══ RECORDS SUPPLIED

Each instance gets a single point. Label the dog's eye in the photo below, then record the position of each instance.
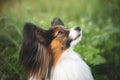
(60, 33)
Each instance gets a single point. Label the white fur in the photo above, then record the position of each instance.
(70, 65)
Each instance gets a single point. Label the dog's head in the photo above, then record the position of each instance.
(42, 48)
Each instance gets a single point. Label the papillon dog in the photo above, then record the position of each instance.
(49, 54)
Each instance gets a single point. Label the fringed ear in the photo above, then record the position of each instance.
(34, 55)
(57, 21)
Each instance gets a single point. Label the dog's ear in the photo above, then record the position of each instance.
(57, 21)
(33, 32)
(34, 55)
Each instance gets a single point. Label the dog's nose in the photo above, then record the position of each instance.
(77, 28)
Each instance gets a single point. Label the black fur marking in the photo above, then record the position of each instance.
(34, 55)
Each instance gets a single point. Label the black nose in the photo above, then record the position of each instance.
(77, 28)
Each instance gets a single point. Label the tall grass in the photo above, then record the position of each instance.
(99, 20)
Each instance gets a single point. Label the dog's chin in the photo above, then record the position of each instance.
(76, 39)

════
══ RECORDS SUPPLIED

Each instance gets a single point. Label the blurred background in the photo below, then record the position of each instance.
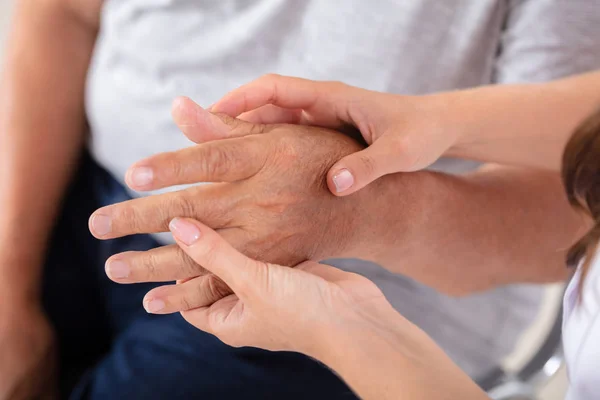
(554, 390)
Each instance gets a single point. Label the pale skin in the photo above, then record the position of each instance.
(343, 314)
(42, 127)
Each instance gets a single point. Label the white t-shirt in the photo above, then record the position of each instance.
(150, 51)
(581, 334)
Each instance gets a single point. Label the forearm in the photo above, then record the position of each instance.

════

▶ _TASK PROMPT_:
Gather every line of the records above that contains the word "below", copying each line in full.

▶ _REPLY_:
Each instance gets a single point. Label the dog's eye in the photo below, then record the position of each instance.
Each instance gets a single point. Label the blurred background in the photo below, then record the position of each instance.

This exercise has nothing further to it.